• _Provided records_
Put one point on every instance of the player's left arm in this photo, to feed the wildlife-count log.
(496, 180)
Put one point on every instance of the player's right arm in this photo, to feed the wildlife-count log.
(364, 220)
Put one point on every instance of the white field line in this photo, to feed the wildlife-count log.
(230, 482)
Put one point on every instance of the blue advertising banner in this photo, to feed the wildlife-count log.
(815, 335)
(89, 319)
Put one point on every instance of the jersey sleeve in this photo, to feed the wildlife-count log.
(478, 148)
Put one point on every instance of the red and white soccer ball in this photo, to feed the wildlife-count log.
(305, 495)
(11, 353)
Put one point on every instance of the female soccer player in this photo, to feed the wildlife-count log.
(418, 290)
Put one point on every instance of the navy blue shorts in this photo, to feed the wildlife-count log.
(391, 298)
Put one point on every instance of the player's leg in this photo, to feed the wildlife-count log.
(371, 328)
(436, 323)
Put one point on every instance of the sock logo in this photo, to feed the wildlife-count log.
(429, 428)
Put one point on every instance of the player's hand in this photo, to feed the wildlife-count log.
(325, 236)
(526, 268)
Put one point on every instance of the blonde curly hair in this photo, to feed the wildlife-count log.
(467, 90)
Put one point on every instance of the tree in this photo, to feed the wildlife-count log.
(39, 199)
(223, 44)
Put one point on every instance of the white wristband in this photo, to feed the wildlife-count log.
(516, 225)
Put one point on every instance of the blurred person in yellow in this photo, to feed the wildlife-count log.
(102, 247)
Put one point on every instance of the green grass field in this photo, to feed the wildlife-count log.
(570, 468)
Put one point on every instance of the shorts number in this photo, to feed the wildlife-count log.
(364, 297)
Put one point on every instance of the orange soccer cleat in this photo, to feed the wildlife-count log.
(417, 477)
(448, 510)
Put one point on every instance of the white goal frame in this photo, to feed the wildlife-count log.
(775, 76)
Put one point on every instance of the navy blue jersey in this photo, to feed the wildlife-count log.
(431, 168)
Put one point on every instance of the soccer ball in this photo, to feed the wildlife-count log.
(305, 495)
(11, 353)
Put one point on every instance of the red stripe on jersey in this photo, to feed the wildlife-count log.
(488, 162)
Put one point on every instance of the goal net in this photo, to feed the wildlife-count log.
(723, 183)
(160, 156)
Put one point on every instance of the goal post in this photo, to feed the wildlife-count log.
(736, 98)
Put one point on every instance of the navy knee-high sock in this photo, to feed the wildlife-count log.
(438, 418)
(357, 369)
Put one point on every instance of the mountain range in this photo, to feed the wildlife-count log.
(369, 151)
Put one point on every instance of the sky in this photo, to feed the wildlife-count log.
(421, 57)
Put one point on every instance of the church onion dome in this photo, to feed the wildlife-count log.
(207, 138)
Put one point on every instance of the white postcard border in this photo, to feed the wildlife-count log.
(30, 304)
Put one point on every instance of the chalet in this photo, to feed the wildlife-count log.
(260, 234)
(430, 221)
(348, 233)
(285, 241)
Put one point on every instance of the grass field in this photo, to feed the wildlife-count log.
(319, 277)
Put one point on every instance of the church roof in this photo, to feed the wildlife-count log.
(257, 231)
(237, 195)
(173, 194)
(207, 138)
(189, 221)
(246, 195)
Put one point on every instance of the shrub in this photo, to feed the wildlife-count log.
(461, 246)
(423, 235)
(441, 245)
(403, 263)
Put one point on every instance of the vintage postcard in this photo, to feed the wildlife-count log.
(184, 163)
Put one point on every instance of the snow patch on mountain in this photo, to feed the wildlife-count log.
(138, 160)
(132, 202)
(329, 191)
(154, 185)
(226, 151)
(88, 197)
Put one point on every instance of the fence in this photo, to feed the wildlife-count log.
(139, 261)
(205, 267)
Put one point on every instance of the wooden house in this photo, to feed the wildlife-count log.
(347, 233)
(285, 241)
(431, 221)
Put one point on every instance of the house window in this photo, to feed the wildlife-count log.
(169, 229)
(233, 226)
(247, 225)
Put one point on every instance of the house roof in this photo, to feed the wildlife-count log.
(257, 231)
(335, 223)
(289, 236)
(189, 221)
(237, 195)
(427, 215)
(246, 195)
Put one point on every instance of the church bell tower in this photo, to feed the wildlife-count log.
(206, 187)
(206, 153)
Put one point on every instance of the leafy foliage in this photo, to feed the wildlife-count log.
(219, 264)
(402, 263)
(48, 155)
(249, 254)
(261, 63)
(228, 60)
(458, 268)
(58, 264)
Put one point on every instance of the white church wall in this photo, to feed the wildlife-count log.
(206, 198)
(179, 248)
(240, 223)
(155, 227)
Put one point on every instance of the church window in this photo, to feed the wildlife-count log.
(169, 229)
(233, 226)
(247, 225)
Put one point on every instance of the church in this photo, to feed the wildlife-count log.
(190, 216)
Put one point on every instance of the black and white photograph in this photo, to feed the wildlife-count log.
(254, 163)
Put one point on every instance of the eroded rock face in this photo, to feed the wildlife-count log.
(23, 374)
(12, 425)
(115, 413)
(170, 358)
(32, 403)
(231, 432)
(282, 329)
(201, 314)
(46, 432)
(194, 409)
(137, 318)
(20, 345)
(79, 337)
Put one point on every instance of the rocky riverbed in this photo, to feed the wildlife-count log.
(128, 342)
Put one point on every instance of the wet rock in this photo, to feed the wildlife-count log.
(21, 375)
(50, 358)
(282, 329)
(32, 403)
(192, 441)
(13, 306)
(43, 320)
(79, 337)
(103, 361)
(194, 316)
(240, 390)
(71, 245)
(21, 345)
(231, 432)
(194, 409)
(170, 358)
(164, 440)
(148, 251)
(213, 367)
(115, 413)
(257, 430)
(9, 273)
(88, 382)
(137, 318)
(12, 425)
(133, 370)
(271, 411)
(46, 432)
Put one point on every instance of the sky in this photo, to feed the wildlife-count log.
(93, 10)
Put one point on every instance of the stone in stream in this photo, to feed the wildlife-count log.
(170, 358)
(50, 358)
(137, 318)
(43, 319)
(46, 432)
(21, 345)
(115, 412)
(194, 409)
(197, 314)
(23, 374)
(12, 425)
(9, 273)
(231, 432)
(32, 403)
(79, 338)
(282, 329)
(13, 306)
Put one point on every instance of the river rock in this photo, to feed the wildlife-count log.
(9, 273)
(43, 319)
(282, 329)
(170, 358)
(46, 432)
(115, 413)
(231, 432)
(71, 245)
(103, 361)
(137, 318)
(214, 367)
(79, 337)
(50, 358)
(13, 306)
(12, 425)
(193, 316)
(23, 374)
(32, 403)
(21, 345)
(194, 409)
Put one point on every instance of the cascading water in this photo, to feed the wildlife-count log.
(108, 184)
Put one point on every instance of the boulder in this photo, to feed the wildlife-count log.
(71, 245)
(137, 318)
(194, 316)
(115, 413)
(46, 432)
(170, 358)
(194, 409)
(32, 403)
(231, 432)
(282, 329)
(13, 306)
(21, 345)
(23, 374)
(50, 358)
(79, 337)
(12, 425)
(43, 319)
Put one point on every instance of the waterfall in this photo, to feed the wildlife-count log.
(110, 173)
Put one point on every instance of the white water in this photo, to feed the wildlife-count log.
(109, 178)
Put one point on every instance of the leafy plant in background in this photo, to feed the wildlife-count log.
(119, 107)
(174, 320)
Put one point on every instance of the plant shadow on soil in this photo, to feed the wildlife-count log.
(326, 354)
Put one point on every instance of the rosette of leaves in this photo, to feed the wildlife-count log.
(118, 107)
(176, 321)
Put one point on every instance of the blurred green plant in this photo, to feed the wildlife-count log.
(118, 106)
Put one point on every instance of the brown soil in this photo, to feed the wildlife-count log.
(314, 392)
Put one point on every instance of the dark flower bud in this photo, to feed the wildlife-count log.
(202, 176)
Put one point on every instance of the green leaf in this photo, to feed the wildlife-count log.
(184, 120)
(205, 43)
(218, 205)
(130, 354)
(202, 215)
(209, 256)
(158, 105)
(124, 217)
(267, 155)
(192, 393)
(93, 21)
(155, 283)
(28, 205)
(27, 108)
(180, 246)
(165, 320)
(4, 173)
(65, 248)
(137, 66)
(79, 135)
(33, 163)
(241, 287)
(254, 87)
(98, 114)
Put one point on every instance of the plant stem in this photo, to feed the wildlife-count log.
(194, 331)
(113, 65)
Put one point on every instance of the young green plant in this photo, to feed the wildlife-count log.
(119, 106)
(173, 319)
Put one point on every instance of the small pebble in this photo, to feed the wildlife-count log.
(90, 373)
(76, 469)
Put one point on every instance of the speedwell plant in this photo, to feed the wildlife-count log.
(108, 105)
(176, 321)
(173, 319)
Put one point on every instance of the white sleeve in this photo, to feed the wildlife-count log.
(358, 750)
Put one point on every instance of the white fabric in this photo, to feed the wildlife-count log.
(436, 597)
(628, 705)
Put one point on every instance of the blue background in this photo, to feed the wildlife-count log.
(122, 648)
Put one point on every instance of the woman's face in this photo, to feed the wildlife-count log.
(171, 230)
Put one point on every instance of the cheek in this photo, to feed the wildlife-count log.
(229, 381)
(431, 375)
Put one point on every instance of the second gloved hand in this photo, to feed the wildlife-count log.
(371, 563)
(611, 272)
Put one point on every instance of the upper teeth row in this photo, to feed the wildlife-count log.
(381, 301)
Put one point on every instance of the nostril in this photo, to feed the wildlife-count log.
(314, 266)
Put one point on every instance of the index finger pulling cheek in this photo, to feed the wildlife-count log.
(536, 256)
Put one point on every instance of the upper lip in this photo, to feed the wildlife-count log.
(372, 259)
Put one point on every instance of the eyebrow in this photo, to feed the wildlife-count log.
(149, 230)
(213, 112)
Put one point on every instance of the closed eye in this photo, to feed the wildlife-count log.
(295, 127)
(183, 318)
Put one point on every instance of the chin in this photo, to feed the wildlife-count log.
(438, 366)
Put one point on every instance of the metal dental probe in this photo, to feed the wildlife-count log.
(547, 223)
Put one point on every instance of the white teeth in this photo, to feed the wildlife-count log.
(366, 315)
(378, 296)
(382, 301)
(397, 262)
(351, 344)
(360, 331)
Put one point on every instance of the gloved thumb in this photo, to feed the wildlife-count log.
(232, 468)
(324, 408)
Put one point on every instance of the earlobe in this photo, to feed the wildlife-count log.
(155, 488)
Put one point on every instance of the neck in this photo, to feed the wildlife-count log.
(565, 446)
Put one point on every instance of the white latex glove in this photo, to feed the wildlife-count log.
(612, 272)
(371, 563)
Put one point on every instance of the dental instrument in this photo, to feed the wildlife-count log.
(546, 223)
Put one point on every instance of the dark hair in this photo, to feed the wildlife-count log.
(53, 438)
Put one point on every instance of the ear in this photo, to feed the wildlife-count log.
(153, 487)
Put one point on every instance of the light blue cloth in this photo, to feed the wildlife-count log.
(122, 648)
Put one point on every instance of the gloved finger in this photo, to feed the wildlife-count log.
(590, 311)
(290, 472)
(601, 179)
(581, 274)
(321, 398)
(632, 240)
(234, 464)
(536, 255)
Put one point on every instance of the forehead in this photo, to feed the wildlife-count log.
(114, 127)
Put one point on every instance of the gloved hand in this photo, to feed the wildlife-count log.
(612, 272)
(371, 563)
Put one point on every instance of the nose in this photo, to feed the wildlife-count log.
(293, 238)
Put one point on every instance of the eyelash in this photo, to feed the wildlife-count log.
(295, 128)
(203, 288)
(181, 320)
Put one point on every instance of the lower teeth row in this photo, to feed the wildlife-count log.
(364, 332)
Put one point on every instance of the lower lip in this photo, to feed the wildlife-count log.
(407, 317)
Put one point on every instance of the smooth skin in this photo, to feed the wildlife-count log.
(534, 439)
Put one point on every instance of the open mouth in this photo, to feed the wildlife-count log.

• _What to do_
Extract, exactly as they appear, the lines from the one containing "Put one point on every instance of the white teeth" through the final line.

• _Result of the task_
Put one point on every instance of the white teeth in this photo, to feed the wildlife-count log.
(366, 315)
(378, 296)
(382, 301)
(397, 262)
(351, 344)
(360, 331)
Put one point on every instance of the gloved thumb in this photo, to feed the wildlife-count log.
(232, 468)
(324, 408)
Put one point on every instance of the earlobe in this photo, to feed the wildlife-count log.
(155, 488)
Put one point on every instance of the neck in this photo, to feed the wildlife-count log.
(565, 446)
Put one point on every instance of the white latex glove in this photo, to feed the wildlife-count log.
(612, 272)
(371, 563)
Put one point on every instance of the dental instrument in this photo, to feed the wildlife-count log.
(546, 223)
Put one point on every instance of the dark hair in this photo, to feed the wildlife-count log.
(53, 438)
Put one point on every instance of the ear in this photo, to feed the wildlife-count log.
(153, 487)
Put one point on every instance of the light blue cloth in this photo, to feed the wildlife-count log.
(122, 648)
Put one point on every instance of the gloved finger in this photo, to feed the wildlife-count log.
(590, 311)
(290, 472)
(601, 179)
(581, 274)
(321, 398)
(632, 240)
(234, 464)
(536, 255)
Put one point on every instance of the forehead in this photo, to feed the wildlife-count log.
(114, 127)
Put one point on every instance of the gloved hand in this photo, to feed the wildlife-count log.
(612, 272)
(371, 563)
Put one point on every instance of the nose in this photo, to feed the wildlife-count log.
(293, 238)
Put one point on every instance of the eyelash in this photo, to feed the wildlife-count log.
(295, 128)
(203, 288)
(181, 320)
Put one point on every instance of the lower teeth row in this photo, to feed the wildlife-count log.
(364, 332)
Put one point on every instance of the lower lip in this photo, to feed the wildlife-count log.
(407, 317)
Put one point on every instance of the smooth skin in this photo, to feed the wildlife-count log.
(534, 439)
Put one point on every instance of the open mouth in this photo, to feed the wildlife-count log.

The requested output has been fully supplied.